* Task details
Return the lines below word for word, with nothing changed.
=== Task inputs ===
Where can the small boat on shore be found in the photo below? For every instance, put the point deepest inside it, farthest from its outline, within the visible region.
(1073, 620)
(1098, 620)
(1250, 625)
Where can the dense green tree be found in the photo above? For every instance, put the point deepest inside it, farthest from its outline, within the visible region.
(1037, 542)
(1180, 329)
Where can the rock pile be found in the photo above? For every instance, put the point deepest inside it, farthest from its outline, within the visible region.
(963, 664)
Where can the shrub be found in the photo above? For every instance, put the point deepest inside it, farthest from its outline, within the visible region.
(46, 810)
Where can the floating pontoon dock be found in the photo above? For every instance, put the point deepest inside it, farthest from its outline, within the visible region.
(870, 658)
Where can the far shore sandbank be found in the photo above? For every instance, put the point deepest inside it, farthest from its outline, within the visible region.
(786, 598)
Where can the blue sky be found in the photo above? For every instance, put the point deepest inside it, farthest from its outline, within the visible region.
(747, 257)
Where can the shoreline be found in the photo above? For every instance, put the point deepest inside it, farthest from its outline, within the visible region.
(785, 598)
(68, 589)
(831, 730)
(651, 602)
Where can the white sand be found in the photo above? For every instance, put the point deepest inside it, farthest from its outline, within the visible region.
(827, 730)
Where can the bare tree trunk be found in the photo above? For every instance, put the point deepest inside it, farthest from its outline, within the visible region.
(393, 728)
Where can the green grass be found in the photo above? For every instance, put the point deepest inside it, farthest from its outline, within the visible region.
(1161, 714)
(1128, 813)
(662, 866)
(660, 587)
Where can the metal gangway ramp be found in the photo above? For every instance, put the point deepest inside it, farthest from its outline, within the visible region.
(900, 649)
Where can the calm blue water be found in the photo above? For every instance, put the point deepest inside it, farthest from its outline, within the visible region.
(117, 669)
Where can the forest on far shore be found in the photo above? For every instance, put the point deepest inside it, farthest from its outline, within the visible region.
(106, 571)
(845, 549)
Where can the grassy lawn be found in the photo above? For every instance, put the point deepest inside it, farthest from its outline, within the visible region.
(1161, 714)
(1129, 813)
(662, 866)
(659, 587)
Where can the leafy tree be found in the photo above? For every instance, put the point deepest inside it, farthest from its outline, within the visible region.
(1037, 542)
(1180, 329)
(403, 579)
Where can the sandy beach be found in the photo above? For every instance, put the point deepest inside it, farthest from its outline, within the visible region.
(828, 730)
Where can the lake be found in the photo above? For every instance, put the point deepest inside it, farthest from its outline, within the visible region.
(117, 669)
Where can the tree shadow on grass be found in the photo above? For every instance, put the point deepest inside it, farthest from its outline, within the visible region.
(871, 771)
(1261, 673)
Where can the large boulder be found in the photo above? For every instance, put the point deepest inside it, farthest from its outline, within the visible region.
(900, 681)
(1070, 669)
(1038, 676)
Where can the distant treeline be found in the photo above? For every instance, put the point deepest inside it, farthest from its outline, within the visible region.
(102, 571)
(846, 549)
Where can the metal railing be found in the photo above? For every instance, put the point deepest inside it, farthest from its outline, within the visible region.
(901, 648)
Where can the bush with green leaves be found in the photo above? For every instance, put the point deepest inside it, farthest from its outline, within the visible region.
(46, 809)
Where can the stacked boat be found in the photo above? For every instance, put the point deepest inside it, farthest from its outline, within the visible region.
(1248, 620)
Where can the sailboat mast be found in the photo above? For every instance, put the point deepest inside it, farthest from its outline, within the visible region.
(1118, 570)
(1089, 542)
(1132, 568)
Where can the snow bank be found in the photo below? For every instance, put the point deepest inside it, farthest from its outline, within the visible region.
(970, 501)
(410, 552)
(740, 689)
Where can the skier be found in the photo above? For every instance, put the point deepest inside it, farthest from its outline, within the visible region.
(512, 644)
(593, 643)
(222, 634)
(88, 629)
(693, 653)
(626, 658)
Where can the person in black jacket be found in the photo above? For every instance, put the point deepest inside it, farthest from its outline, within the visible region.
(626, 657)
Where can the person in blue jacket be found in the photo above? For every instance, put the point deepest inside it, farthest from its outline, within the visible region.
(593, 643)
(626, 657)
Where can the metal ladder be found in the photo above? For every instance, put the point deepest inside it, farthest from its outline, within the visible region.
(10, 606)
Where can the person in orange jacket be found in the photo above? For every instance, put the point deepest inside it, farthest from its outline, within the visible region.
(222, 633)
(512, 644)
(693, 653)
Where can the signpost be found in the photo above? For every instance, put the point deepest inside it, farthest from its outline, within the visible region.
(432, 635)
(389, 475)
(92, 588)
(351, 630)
===
* Solution to this task
Where can the small boat on shore be found in the photo below? For every instance, put the point deepest inside it, farthest from its outline, within the visible region.
(1073, 620)
(1098, 620)
(1250, 625)
Where can the dense green tree be found in the photo above? For every instance, put the point deepest inside it, farthest from its outline, within the visible region.
(1037, 542)
(1180, 329)
Where can the rock pile be found in the photo above? For every instance, put the point deepest inside it, farthest from its outline, within the visible region.
(963, 664)
Where can the shrub be found in the photo above? For every instance, put the point deepest inside it, farthest from its outline, within the visible region.
(46, 810)
Where can the floating pontoon dock be found in the photo above? For every instance, put the point deepest inside it, farthest from its outline, within the visible region.
(870, 658)
Where can the far shore sandbank be found in the photo above? For every instance, put the point deepest inside it, farthest from its outline, within the visible region.
(786, 598)
Where can the blue sky be found in the photo above? For every instance, put the point deepest inside it, farthest from its outline, within the visible region.
(747, 257)
Where can the shoreline be found in the photo above? For every instance, put the point deepest inside it, farthest from its outline, within the visible region.
(785, 598)
(68, 589)
(831, 730)
(651, 602)
Where can the white sand be found in the photo above? For every instance, put the point deepest inside it, farthest from its outline, within the visible region.
(827, 730)
Where can the bare tree trunk be found in the photo above? For every instance, put the point deepest inside it, farthest from its outline, within the visible region.
(393, 728)
Where can the green grass be found in the photo above? For every instance, put the point deepest inside it, farthest from its outline, within the visible region.
(1161, 714)
(1128, 813)
(662, 866)
(660, 587)
Where can the metal gangway ramp be found in the photo above? For every instance, put the point deepest inside it, farthest from its outline, within the visible region.
(900, 649)
Where can the calm blue water be found in the photo above? For every instance, put the point deepest inside it, farthest from its outline, within the visible region.
(117, 669)
Where can the forest on far shore be found in the photo above? For every instance, put the point deepest inside it, farthest from its outline, within the visible region.
(106, 571)
(845, 549)
Where can the grassy lawn be found in the photo above? For every instance, put the point deepest inside it, farthest from its outline, within the visible region.
(1161, 714)
(1129, 813)
(662, 866)
(659, 587)
Where can the leafy tree be found in the photo above? For every instance, put the point deepest inside it, farthest from its outline, within the visible region.
(1037, 542)
(1180, 329)
(403, 579)
Where can the sandy beach be found in the photo above? For every instance, put the point deepest inside it, farthest from its outline, within the visible region.
(828, 730)
Where can the lake be found in the photo above? For every instance, put the point deepest inside it, farthest from its outline, within the visible region.
(117, 669)
Where can the tree shadow on grass be found in the photo above? For every instance, put the point deepest inside it, farthest from its outline, within the visible region.
(871, 771)
(1261, 673)
Where can the large boulder be found in the photo above? For every instance, put the point deepest inside it, farthest from its outline, within the visible region.
(900, 681)
(1070, 669)
(1038, 676)
Where can the distant treeline be found in the photo above? For every instance, put the point deepest inside it, farthest from its outline, within the visible region.
(102, 571)
(846, 549)
Where can the metal railing be found in the photo above? For every instance, put the point deepest inside it, farthest from its outline, within the visible region.
(901, 648)
Where can the bush with green leaves be found in the photo above? For every instance, put the point deepest inside it, farthest from its outline, within the visible region.
(46, 809)
Where can the stacked boat be found in the photo above? For every instance, put the point deepest inside it, farthest from its outline, within the visible region.
(1248, 620)
Where can the sailboat mast be found in the photo above? For every instance, put the point deepest inside it, farthest from its outline, within the visible region.
(1118, 570)
(1089, 542)
(1132, 568)
Where can the snow bank be found in the photo below? For every instance, put the point deepest inside it, farthest from its outline, within the visible region.
(970, 501)
(410, 552)
(740, 689)
Where can the skier be found in the photo above? For every instance, put the point deepest inside it, farthest from its outline, within the visible region.
(512, 644)
(593, 643)
(222, 634)
(88, 629)
(693, 653)
(626, 658)
Where can the person in black jacket be found in the photo above? For every instance, put the point deepest inside it, farthest from its outline, within the visible region.
(626, 657)
Where can the person in blue jacket be found in the photo above? For every instance, put the point deepest inside it, farthest from its outline, within the visible region.
(593, 643)
(626, 657)
Where can the metal ladder be found in the photo above? For every instance, put the point deepest inside it, farthest from its outline, within the visible region.
(10, 606)
Where can the person in orange jacket be found in the photo above? For every instance, put the point deepest inside it, farthest from its outline, within the visible region.
(222, 633)
(512, 644)
(693, 653)
Where can the signpost be found in the photo above? For every instance, put the point deepest inside it, farthest from its outline, within the visible region.
(432, 635)
(389, 475)
(92, 588)
(351, 630)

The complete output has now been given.